▶ **YOUR ASSIGNMENT**:
An exact copy of the data below is needed; please leave out any pictures.

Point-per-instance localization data
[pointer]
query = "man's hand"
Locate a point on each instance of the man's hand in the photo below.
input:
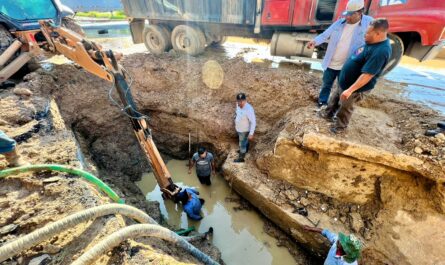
(311, 44)
(312, 229)
(345, 95)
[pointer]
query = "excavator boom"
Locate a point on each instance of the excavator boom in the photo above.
(101, 63)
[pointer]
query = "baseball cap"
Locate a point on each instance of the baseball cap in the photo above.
(353, 6)
(201, 150)
(241, 96)
(351, 245)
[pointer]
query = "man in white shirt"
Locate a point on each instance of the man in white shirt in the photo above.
(245, 123)
(344, 37)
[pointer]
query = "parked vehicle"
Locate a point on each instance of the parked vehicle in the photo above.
(417, 27)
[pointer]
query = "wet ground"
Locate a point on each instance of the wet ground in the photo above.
(419, 82)
(238, 232)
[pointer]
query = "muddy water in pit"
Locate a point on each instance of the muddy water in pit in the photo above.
(238, 233)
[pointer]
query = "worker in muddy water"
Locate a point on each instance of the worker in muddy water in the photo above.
(345, 36)
(245, 124)
(191, 203)
(205, 165)
(344, 249)
(8, 148)
(359, 75)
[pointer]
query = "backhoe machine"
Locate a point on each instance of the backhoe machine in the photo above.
(33, 27)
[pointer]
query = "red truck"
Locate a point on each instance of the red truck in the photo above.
(417, 26)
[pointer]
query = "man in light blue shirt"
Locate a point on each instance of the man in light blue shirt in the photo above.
(345, 36)
(245, 124)
(345, 250)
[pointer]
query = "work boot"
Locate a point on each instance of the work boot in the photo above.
(240, 158)
(441, 125)
(14, 159)
(434, 132)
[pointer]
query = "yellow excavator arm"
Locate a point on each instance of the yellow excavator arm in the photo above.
(94, 59)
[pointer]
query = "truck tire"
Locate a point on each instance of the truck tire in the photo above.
(72, 25)
(397, 53)
(157, 39)
(221, 40)
(188, 39)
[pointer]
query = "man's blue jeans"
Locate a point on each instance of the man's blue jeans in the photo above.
(329, 77)
(243, 142)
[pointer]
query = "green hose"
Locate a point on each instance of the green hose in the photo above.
(67, 169)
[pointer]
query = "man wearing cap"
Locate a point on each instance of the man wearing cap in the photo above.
(359, 75)
(8, 148)
(345, 36)
(205, 165)
(245, 123)
(344, 249)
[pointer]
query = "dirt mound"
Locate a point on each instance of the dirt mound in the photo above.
(357, 182)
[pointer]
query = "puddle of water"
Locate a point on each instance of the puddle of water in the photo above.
(423, 83)
(238, 234)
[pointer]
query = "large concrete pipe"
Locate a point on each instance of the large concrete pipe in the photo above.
(291, 44)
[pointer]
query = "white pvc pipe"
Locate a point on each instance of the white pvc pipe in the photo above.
(140, 230)
(25, 242)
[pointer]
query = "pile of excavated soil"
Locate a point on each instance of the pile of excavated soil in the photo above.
(29, 201)
(359, 181)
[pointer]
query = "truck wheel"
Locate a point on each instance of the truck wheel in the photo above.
(397, 53)
(188, 39)
(6, 39)
(157, 39)
(71, 24)
(221, 40)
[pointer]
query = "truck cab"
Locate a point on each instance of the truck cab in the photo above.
(416, 26)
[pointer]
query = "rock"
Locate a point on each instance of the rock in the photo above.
(440, 136)
(21, 91)
(356, 222)
(51, 249)
(41, 260)
(291, 195)
(8, 229)
(51, 180)
(434, 152)
(324, 207)
(418, 150)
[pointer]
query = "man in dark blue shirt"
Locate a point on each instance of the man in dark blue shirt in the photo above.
(359, 74)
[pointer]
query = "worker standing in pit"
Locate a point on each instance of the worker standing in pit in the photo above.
(345, 37)
(345, 250)
(9, 150)
(191, 203)
(245, 124)
(205, 165)
(359, 75)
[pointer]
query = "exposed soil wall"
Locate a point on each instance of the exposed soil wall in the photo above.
(372, 180)
(29, 201)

▶ **SOLUTION TO THIS EXERCISE**:
[pointer]
query = "man's hand"
Locate a point on each instance of the man's hand in the photo below.
input:
(311, 44)
(312, 229)
(345, 95)
[pointer]
query = "excavator boom"
Locate a point on each instance of the excavator boom in the photo above.
(101, 63)
[pointer]
query = "baseball cap"
Locate a point on each instance of the baseball cap in the photo above.
(353, 6)
(201, 150)
(241, 96)
(351, 245)
[pointer]
query = "man in white shirt"
Locate a point on each instance of the man in white shirt in the photo above.
(245, 123)
(344, 37)
[pointer]
query = "parked vehicle"
Locate a point on each instance of the parked vehicle in the photo above.
(417, 27)
[pointer]
query = "wet ground"
Locate a point on each instance of the wet ground in the photo above.
(419, 82)
(238, 232)
[pointer]
query = "muddy water in pit"
Locate a point on each instance of the muddy water in pit in the photo above.
(238, 233)
[pointer]
query = "worker in muddy water"
Locate a point on each instance of the worker in muddy water in the photo above.
(345, 36)
(245, 124)
(191, 203)
(205, 165)
(344, 249)
(8, 148)
(359, 75)
[pointer]
query = "backhoe machine"
Locate a point on each instance of the backhoe machine in the photo above.
(33, 27)
[pointer]
query = "red truck"
Locate a point on each instance of the red truck in the photo above.
(417, 26)
[pointer]
query = "man in light blue shirt"
Locate a point on each instance of the man in light blue shirt in the photo above.
(345, 36)
(245, 124)
(345, 250)
[pointer]
query = "work boot"
Locate a point on each instance of the work boot in the photo above.
(240, 158)
(441, 125)
(14, 159)
(434, 132)
[pointer]
query = "yellow excavator arm"
Locate a point on each instance of the yellow excavator arm in the photo above.
(94, 59)
[pointer]
query = "truck tire"
Locate a point on each instance of the truck tire in the photo above.
(72, 25)
(397, 53)
(157, 39)
(221, 40)
(188, 39)
[pointer]
query = "man's blue jeans"
Locate a point on each instance of the man's blue jeans in the photo above.
(329, 77)
(243, 142)
[pointer]
query = "green hose"
Locate a point on each instance of the green hose in the photo above.
(67, 169)
[pointer]
query = "man wearing cap"
Locate a point on each instance of the man wearing cap in the photo above.
(359, 75)
(8, 148)
(345, 36)
(205, 165)
(245, 123)
(344, 249)
[pointer]
query = "dirt mound"
Locate a point on each instance of the dirt mound in the photo above.
(357, 182)
[pointer]
query = "puddle of water"
Locate a point on each instance of the puddle of water in the photo above.
(423, 83)
(238, 234)
[pointer]
query = "large concrete pipe"
Locate a point on each instance of the large concrete pipe in the photo above.
(291, 44)
[pointer]
query = "white pvc pipe"
Locate a point on each instance of the white pvc pipe in the photo above.
(140, 230)
(25, 242)
[pointer]
query = "pile of excavated soil"
Locate a point on each instance of the pile of excavated soil in the photo above.
(29, 201)
(359, 181)
[pointer]
query = "truck wheel"
Locate a point on each instance of the truck wheel in the photo above.
(397, 53)
(188, 39)
(6, 39)
(157, 39)
(71, 24)
(221, 40)
[pointer]
query = "truck cab"
Locate a point on each instance of the truck cab in the photo above.
(416, 26)
[pointer]
query = "rock"
Locate a point on each instance of the rock in the photo above.
(440, 136)
(21, 91)
(356, 222)
(51, 249)
(41, 260)
(291, 195)
(8, 229)
(51, 180)
(434, 152)
(324, 207)
(418, 150)
[pointer]
query = "man in dark blue shirt"
Locate a point on each instance of the man in dark blue shirt in the photo above.
(359, 74)
[pointer]
query = "worker standing in pit"
Locate a point on each instance of the worker standing in pit in the photo above.
(345, 37)
(345, 250)
(9, 150)
(191, 203)
(245, 124)
(205, 165)
(359, 75)
[pointer]
query = "exposed soil wall"
Locate a point on each instance of the exposed soil wall in the photo above.
(372, 180)
(29, 201)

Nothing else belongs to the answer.